- Alıntılanan metin -
──────
Rejimin çığrından çıkma süreci ve Akl-ı Selime Çağrı!!!  

Bu çok ibret verici yazıda daha önce benim editörüm olan Ergun Babahan [Ben Londra Muhabiri iken Sabahta serviş şefim olarak] bence birkaç konuda ifade hatası yapıyor… Hepsi özde değil biçimde, merkezde değil çevrede olan hatalar bana kalırsa…
İlki ne bahsettiği basın mensuplarına ne de hükümettekilerin herhangi birine “cici” bile olsa demokrat denebileceğinden pek emin değilim. Hiçbirinin de gidişatın sonunu göremeyecek kadar kör olduklarını zannetmiyorum. Bunu bir örnekle açıklıyayım: Bu hükümetin medyadaki hempalarına “bu gidişle 10 yıl sonra Türkiye nerede olur?” diye sorsanız, ya karabasanlara uğrar, ya da duymamış gibi yapıp camdan dışarı, uzaklara bakarlar!
Örnek ortada, 10 yıl önce şu anki durumu tahayyül edebilir miydiniz? Ya da 1984’te biri kalkıp, Ya kardeşim, şu Kürtlere yazık oluyor bakın bir iç savaş patlarsa 30 yılda 40 bin kişi ölür! deseydi nerenizle gülerdiniz?
İkincisi ülkede yolsuzluklar diz boyu değil, hatta gırtlak boyu değil… bizlerin Trakyada kullandığımız deyimi ile “adam boyu” … yani tamamen gömüyor. Hatta sadece herbirini değil, yedi sülalelerini gömüyor!
Korkunç ve ‘ din adamı bile olmayan teoloji Profesörlerinden fetvalı’ bir ihtikar sistemi kurmuşlar ve “Proje”, “çılgın proje” adı altında, özellikle humus derlemeye yönelik bir soygun sistemi kurmuşlar… daha da kötüsü kör kör gözüm parmağına dercesine hayasızca, bağıra çağıra savunuyorlar.
Kurdukları sistem o kadar içiçe geçmiş görünüyor ki iskambil kağıdından kuleler gibi tek bir kartı çekseniz hepsi yıkılacağından hiç bir kişiye halel getirtmemeye çalışıyorlar. “Yedirtmiyorlar” çünkü biri giderse tümü gidecek, bunu da çok iyi biliyorlar! Bu tam anlamı ile bir suçluluk psikolojisidir! Diğer bir değişle çete ruhu, ya herro ya merro!
 Bana kalırsa medyanın cazgırları, en rezilinden en mahçup tazesine kadar, hiçbirinin demokrasi ve Rusyalaşma konusunda bir illüzyonu yok! Hepsi nereye doğru gittiğimizi görüyor ama çaresizlik, alternatifsizlik ve en çok ta “zaten yapacak başka bir şey yok, bari giden konvoya biz de atlayalım [jumping the bandwagon] seçeneksizliğindeler. Diğer bir deyişle ülkedeki demokrasi seviyesinin Rusyadan daha ileri olamıyacağını pekala idrak ediyorlar, ama “valideni öpen kadı ise elinden ne gelir!” halet i ruhiyesi içindeler bence!
──────
- Verilen görev A -
Alıntılanan metinde geçen "Hiçbirinin de gidişatın sonunu göremeyecek kadar kör olduklarını zannetmiyorum." cümlesini İngilizceye çevirin.
- Verilen görev B -
Lütfen alıntılanan metinden "Rejimin çığrından çıkma" sözleriyle başlayıp "dışarı, uzaklara bakarlar!" sözlerine kadar süren bölümü değiştirmeden çıkarın.

- Sağlanan veriler -
──────
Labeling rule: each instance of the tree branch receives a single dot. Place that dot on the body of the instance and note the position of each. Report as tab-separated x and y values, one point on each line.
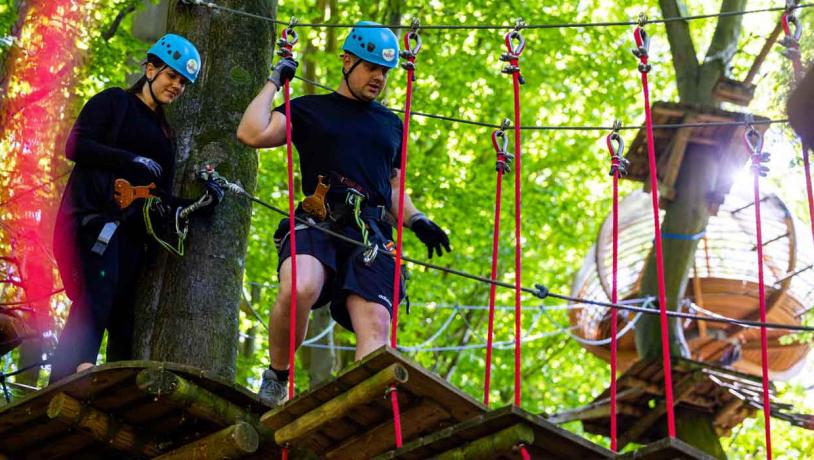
──────
- Yanıt A -
Nor do I believe any of them are so blind that they cannot see where this course is leading.

- Yanıt B -
Rejimin çığrından çıkma süreci ve Akl-ı Selime Çağrı!!!  

Bu çok ibret verici yazıda daha önce benim editörüm olan Ergun Babahan [Ben Londra Muhabiri iken Sabahta serviş şefim olarak] bence birkaç konuda ifade hatası yapıyor… Hepsi özde değil biçimde, merkezde değil çevrede olan hatalar bana kalırsa…
İlki ne bahsettiği basın mensuplarına ne de hükümettekilerin herhangi birine “cici” bile olsa demokrat denebileceğinden pek emin değilim. Hiçbirinin de gidişatın sonunu göremeyecek kadar kör olduklarını zannetmiyorum. Bunu bir örnekle açıklıyayım: Bu hükümetin medyadaki hempalarına “bu gidişle 10 yıl sonra Türkiye nerede olur?” diye sorsanız, ya karabasanlara uğrar, ya da duymamış gibi yapıp camdan dışarı, uzaklara bakarlar!